GIVEN RECORDS below:

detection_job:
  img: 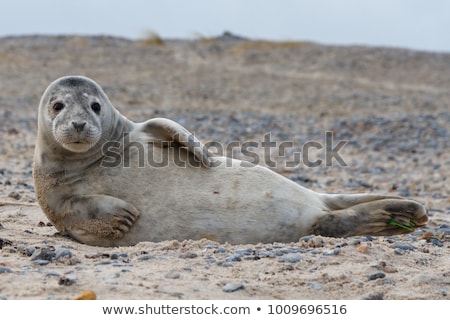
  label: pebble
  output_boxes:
[225,253,242,262]
[8,191,21,200]
[46,271,61,277]
[430,238,443,247]
[0,267,13,273]
[278,253,301,263]
[363,292,384,300]
[165,270,181,279]
[95,261,113,265]
[234,248,253,255]
[322,248,341,256]
[437,228,450,235]
[394,248,406,255]
[438,288,448,297]
[255,249,273,258]
[368,272,386,281]
[308,282,322,290]
[137,254,156,261]
[223,283,244,292]
[217,261,233,267]
[204,256,216,263]
[55,248,72,260]
[392,242,416,251]
[17,244,36,256]
[30,247,55,262]
[58,273,77,286]
[179,252,198,259]
[299,235,315,242]
[33,259,50,266]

End of GIVEN RECORDS.

[REQUIREMENT]: Retype every entry above exactly, leaving out the pictures.

[OUTPUT FOR THIS TASK]:
detection_job:
  img: 
  label: pebble
  output_boxes:
[225,253,242,262]
[8,191,21,200]
[46,271,61,277]
[430,238,443,247]
[0,267,13,273]
[278,253,301,263]
[363,292,384,300]
[165,270,181,279]
[95,261,113,265]
[234,248,253,255]
[322,248,341,256]
[437,228,450,235]
[394,248,406,255]
[438,288,448,297]
[255,249,273,258]
[368,272,386,281]
[308,282,322,290]
[137,254,156,261]
[223,283,244,292]
[217,261,233,267]
[204,256,216,263]
[55,248,72,260]
[392,242,416,251]
[17,244,36,256]
[30,247,55,262]
[58,273,77,286]
[179,252,198,259]
[299,235,315,242]
[33,259,50,266]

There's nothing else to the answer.